- _Exercise details_
Reproduce the records from their first line through the line that contains "M 126 65 L 93", including both of those lines.

Raw records

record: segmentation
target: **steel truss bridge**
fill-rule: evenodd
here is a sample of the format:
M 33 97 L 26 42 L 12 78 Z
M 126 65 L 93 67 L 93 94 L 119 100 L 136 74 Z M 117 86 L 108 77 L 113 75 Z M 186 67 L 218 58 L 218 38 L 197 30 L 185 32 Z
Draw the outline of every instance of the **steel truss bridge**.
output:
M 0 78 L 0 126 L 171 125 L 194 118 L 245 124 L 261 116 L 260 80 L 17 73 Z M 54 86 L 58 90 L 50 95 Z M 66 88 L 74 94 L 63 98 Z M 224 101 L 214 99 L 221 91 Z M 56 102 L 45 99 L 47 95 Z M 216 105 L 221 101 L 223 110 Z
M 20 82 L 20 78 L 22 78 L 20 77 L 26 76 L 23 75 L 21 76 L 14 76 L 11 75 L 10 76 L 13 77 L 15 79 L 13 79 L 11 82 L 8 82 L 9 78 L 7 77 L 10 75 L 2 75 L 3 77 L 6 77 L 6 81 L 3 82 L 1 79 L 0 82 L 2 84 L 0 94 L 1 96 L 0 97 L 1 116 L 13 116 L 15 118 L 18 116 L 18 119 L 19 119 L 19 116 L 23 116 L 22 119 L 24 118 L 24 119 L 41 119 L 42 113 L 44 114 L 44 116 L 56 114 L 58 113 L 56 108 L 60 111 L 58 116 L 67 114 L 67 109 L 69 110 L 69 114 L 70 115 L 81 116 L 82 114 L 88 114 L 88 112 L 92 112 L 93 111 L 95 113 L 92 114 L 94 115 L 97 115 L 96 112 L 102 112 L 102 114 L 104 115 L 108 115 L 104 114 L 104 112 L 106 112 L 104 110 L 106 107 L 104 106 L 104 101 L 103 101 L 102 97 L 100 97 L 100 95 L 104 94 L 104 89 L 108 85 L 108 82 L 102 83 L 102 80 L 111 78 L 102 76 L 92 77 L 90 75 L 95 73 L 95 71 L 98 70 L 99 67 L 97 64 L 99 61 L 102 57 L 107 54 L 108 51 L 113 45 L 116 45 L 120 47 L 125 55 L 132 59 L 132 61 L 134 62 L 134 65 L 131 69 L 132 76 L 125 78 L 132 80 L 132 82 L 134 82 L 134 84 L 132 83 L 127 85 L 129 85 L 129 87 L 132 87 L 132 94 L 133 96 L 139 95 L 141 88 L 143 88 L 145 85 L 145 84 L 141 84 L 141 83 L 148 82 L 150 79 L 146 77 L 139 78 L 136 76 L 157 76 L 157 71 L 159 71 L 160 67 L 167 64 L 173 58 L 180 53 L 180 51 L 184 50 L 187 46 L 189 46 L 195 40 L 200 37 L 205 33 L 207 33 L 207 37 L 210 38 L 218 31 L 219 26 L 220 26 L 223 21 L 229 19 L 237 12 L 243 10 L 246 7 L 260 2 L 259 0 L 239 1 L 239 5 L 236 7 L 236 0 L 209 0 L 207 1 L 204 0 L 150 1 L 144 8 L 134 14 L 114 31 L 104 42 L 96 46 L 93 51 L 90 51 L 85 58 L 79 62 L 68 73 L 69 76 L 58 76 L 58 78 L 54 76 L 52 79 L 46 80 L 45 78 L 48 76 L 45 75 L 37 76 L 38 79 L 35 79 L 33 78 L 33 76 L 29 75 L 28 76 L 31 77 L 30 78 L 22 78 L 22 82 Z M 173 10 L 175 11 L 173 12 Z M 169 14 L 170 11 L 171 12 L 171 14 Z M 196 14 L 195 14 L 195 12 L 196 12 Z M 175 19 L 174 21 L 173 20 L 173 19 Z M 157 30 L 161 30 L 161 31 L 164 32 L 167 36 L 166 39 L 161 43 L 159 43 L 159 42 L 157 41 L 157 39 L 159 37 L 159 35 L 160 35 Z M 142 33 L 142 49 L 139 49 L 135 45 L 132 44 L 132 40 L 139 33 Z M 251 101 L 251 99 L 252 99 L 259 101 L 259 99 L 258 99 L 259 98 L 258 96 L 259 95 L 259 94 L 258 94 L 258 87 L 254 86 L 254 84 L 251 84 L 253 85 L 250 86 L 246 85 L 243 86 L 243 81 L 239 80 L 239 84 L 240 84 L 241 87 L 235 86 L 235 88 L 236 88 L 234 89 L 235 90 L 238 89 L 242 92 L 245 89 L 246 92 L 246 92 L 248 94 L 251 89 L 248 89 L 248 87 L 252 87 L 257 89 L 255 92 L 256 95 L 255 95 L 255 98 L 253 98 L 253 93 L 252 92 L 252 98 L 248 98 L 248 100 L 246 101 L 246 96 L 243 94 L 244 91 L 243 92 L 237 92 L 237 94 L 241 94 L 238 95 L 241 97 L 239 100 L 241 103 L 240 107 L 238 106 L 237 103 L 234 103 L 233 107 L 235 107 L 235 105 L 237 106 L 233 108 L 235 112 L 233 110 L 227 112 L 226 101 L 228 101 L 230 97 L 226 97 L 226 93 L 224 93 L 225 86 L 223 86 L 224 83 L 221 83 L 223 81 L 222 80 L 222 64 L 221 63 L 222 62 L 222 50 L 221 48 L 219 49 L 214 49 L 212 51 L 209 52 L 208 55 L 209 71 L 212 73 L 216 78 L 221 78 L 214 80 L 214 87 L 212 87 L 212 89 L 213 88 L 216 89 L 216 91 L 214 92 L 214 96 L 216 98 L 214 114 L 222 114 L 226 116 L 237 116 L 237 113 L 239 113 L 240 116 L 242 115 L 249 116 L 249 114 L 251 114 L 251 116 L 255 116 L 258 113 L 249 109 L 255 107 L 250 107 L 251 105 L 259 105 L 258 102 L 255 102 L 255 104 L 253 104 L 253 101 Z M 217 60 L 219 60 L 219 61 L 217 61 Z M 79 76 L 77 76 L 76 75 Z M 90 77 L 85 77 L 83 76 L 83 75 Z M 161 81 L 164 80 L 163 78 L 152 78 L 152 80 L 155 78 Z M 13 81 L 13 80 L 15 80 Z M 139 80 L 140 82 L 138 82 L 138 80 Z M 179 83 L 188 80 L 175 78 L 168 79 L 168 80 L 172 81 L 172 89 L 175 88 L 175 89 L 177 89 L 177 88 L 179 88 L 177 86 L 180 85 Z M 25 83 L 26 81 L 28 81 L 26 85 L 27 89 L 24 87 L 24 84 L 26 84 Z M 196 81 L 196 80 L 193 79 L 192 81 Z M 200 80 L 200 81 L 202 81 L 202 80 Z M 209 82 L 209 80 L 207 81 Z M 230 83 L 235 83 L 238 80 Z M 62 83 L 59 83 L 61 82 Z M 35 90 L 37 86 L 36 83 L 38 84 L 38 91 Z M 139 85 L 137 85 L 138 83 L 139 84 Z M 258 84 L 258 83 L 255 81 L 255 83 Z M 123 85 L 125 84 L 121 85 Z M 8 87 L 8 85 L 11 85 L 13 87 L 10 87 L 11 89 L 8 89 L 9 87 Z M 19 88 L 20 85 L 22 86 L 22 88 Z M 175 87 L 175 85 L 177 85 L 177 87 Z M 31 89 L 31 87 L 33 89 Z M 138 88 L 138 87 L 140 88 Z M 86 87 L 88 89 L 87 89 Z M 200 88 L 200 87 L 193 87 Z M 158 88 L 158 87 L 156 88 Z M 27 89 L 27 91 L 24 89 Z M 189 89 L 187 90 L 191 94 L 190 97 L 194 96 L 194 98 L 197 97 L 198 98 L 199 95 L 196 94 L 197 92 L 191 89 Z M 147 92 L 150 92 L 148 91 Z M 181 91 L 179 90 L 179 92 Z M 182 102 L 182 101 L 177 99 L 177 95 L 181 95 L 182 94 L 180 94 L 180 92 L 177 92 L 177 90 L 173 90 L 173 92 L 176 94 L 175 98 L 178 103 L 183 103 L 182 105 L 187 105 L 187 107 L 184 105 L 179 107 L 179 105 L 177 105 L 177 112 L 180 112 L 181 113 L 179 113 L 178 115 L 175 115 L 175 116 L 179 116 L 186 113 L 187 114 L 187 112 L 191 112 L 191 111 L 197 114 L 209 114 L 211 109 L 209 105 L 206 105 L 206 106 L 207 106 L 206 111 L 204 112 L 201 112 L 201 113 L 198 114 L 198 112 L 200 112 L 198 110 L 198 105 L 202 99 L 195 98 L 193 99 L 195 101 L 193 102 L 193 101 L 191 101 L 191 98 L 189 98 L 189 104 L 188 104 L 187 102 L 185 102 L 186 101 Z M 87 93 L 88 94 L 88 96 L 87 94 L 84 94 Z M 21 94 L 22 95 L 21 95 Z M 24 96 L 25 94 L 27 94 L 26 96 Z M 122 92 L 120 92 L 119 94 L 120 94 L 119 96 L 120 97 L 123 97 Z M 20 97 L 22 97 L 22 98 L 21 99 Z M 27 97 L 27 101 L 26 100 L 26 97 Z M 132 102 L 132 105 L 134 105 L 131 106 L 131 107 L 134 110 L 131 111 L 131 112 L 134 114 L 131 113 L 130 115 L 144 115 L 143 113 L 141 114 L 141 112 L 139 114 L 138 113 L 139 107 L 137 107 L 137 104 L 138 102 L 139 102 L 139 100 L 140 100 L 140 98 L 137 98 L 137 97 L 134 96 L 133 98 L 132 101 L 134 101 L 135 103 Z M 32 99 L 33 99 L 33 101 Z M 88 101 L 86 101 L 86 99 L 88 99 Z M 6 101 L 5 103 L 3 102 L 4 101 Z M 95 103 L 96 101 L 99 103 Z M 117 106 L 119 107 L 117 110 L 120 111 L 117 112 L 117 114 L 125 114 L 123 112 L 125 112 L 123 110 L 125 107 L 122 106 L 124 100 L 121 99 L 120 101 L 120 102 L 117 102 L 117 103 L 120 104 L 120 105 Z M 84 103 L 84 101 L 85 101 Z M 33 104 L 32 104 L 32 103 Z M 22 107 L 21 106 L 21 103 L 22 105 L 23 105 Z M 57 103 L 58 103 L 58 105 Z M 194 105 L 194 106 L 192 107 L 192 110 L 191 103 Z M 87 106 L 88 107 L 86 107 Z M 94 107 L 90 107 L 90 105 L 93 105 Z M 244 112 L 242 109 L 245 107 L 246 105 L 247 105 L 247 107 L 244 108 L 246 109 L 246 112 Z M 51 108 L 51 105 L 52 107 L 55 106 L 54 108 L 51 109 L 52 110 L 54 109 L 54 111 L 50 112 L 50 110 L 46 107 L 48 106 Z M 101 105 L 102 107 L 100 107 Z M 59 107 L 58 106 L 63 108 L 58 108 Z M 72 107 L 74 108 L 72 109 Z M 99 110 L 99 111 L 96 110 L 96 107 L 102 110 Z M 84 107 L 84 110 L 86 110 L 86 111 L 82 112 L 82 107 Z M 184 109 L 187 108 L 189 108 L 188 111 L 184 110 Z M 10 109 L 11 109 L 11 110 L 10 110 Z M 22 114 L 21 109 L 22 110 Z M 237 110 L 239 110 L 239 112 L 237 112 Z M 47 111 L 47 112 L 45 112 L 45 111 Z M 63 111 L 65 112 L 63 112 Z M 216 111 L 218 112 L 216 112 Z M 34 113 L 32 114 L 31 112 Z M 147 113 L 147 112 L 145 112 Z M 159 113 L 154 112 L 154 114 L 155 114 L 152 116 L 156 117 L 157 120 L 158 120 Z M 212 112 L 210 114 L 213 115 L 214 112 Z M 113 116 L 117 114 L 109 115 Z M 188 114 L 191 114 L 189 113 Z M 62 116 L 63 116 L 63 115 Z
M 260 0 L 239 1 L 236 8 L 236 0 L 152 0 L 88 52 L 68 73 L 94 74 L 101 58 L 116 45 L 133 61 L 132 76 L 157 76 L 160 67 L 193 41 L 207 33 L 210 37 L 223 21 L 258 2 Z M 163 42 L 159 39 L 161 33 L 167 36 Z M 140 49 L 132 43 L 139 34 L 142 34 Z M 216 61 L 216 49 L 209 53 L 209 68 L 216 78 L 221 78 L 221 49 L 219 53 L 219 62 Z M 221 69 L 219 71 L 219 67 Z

- _Complete response_
record: segmentation
target: **steel truss bridge**
fill-rule: evenodd
here is a sample of the format:
M 33 97 L 26 42 L 12 78 Z
M 126 65 L 93 67 L 93 94 L 119 100 L 136 74 Z M 117 86 L 108 77 L 113 75 Z M 186 67 L 218 58 L 218 38 L 197 30 L 185 32 Z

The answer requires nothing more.